▸ Goal A: Repeat word for word the lines of the object pointing rows below, from the line with "In this exercise you will mark each instance of the wicker" up to and including the last line of those rows.

──────

It’s been a big writerly week for me and honestly, I’m too emotionally and literarily exhausted to Think Many Deep Thoughts. Here’s what happened.
Last Tuesday, I found out I’d been picked to read a selection from my latest book Truly Are the Free, for “The Writer’s Block,” a monthly spoken-word show put on by our local NPR station, WHRO/WHRV. They record a two-hour live audience program, then they slice it up into chunks and broadcast it during the ensuing month. So I got to read with a bunch of other Tidewater Virginia writers and poets—and more about those poets later.
On Friday, all Hell broke loose for me and my books… and I mean that in a non-Satanist good kind of way. In the morning, I was notified that BOTH my books, None of Us the Same AND TATF, were named finalist in the U.K.-based Wishing Shelf Book Awards. We submitted both thinking that might double the admittedly small chance of having one book selected. Imagine my surprise.
Friday afternoon as I was running through my reading for “The Writer’s Block,” I got an email from the head honcho—or is that honcha for a woman?—at indieBRAG, asking whether I was going to ever get around to accepting the indieBRAG Medallion they wanted to award to Truly Are the Free. The indieBRAG Medallion is the Good Housekeeping Seal of Approval for independently published books, assuring readers that the book is a very fine read and has been carefully edited and professionally covered and formatted. Yeah, kind of a Big Deal for me.
Turns out indieBRAG had notified me two weeks ago and were tapping their collective feet waiting for a confirmation back. No idea where that particular email went, but I’m very appreciative that indieBRAG bird-dogged me to get an answer. So with its very own award, Truly Are the Free joins its older sibling NOUTS as a prestigious indieBRAG Medallion Honoree.
Then it was into the car and over/under the Hampton Roads to Norfolk and the WHRO studios for “The Writer’s Block.” The program this month centered on themes articulated by the remarkable African-American playwright, Lorraine Hansberry in her most famous work, A Raisin in the Sun. I was fortunate enough to have a chapter from TATF that depicted a main character, a lieutenant from an African-American regiment, returning to the USA at the end of the First World War. By lucky happenstance, I had returned him to Norfolk, Virginia, and plopped him down in the middle of a riot fomented by white sailors and Marines who didn’t like seeing black men in uniform welcomed home as returning heroes. The scene was based on an actual incident that occurred in Norfolk during the Red Summer of 1919—albeit a minor incident compared to the dozen or more deadly and prolonged “race riots” that swept the country that spring and summer. This excerpt dovetailed rather well and was selected to be read under the theme of race, discrimination and assimilation.

──────

▸ Goal B: Transcribe the post above about the big writerly week, from "Friday afternoon as" up to and including "Deal for me.".

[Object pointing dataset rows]
──────

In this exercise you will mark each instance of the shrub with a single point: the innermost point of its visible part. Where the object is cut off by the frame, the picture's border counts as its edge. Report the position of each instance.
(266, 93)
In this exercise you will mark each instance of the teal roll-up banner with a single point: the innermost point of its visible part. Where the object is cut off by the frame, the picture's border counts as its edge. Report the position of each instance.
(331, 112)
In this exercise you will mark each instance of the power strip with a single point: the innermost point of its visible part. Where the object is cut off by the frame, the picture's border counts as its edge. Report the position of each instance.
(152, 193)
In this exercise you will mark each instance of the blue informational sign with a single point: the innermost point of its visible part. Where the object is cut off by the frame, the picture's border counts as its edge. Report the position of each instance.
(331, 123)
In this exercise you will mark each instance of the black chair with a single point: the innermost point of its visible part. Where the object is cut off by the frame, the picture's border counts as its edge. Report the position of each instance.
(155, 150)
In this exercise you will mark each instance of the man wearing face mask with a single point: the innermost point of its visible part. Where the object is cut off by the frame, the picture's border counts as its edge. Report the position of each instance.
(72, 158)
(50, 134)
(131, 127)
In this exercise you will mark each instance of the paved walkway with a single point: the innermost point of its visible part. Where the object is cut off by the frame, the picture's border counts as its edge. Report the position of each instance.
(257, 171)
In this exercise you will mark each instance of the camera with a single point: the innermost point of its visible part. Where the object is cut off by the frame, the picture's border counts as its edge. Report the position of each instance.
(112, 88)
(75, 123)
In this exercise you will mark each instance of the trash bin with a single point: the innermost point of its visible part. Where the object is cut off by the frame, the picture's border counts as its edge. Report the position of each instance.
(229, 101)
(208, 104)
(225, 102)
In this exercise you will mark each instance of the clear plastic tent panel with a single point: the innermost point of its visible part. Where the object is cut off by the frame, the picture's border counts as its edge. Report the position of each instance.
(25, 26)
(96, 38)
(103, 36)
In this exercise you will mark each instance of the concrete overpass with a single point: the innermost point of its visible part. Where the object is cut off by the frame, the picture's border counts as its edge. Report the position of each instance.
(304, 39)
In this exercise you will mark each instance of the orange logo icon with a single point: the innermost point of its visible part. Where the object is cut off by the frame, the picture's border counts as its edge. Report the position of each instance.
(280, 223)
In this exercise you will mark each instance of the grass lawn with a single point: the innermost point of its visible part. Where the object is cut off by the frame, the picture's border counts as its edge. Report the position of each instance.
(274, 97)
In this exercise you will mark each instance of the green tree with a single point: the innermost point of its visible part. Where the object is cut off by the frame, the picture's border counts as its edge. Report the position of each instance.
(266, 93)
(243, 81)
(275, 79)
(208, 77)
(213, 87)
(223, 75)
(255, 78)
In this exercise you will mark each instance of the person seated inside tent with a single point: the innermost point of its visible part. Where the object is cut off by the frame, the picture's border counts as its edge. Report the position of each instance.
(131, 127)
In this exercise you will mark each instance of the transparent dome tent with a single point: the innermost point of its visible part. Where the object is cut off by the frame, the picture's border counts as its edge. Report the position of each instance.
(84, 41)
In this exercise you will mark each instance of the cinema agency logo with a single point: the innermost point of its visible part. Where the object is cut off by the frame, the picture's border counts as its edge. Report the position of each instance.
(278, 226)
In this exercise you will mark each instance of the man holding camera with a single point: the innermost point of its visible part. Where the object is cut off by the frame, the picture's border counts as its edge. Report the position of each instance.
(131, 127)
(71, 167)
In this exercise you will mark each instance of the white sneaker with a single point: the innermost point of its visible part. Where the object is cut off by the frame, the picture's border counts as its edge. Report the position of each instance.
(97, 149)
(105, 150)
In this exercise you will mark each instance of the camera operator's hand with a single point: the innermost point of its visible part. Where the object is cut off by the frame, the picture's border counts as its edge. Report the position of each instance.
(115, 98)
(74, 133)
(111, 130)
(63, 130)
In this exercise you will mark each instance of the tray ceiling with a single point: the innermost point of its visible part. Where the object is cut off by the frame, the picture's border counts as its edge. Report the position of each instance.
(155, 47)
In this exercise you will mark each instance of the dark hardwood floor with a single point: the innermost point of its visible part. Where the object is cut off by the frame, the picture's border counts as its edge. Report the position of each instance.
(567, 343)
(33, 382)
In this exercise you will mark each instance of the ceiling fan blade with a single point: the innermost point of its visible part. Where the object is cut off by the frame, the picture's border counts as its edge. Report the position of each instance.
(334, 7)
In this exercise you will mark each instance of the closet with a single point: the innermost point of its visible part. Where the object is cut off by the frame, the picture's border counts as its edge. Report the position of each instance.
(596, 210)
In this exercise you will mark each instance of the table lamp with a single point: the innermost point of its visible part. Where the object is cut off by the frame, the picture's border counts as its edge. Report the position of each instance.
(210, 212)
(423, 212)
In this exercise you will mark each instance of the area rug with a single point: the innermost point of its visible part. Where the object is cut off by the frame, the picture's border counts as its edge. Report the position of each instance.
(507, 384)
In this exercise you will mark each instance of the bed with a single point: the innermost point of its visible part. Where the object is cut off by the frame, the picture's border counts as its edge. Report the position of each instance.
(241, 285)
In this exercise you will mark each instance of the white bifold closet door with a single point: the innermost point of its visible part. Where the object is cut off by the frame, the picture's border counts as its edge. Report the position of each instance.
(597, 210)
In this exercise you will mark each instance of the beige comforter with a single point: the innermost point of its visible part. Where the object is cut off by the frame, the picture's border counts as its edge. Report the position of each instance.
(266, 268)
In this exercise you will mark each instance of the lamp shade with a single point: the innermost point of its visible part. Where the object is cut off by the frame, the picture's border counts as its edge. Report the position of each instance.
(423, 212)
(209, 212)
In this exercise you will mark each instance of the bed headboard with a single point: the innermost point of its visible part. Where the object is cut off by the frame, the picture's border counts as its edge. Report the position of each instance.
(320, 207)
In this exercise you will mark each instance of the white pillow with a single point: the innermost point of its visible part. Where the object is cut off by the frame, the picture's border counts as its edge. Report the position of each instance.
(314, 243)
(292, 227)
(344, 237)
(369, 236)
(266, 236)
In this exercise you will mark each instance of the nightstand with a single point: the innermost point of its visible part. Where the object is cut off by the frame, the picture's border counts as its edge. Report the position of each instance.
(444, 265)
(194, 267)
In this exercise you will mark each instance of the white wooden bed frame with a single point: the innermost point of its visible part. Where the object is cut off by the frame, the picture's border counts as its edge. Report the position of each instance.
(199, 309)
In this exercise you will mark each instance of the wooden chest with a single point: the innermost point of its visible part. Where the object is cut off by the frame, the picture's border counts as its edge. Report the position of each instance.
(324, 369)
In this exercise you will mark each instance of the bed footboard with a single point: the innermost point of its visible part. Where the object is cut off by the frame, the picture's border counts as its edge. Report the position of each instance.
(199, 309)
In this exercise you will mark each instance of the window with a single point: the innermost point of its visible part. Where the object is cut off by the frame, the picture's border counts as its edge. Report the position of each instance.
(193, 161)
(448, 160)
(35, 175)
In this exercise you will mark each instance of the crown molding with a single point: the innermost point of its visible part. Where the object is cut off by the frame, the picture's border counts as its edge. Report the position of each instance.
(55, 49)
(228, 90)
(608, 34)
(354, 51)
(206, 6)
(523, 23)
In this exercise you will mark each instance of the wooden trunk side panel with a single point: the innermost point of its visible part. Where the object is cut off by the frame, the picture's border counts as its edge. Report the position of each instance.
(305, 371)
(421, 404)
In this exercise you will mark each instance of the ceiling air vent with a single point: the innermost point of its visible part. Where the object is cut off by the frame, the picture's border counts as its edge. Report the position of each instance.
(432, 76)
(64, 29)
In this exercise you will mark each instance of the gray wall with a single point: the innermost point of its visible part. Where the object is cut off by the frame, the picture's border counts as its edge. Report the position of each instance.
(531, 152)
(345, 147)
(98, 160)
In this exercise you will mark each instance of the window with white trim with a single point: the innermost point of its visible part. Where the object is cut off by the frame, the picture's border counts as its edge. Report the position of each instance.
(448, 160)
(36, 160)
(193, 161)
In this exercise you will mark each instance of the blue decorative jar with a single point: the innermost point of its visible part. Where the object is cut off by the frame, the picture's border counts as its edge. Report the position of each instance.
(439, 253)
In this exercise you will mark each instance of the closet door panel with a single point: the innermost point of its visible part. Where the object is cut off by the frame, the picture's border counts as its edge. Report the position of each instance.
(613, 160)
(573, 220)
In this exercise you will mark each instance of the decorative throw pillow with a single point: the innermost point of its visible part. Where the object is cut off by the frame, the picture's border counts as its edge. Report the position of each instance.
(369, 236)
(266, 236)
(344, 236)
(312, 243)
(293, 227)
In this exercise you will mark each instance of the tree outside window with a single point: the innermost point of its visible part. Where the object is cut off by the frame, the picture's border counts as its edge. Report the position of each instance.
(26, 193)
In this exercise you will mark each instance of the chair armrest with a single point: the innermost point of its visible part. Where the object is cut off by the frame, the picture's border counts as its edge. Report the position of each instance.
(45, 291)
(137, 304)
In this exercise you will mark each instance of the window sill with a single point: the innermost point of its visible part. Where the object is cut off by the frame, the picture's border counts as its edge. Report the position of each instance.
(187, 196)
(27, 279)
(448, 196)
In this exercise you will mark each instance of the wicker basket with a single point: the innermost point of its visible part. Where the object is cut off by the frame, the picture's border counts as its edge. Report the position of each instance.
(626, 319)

──────

▸ Solution A:
In this exercise you will mark each instance of the wicker basket with a single point: the innermost point of its visible part. Where the object is cut off by the frame, the picture's border counts as its edge. Report the position of each instance.
(626, 319)

▸ Solution B:
Friday afternoon as I was running through my reading for “The Writer’s Block,” I got an email from the head honcho—or is that honcha for a woman?—at indieBRAG, asking whether I was going to ever get around to accepting the indieBRAG Medallion they wanted to award to Truly Are the Free. The indieBRAG Medallion is the Good Housekeeping Seal of Approval for independently published books, assuring readers that the book is a very fine read and has been carefully edited and professionally covered and formatted. Yeah, kind of a Big Deal for me.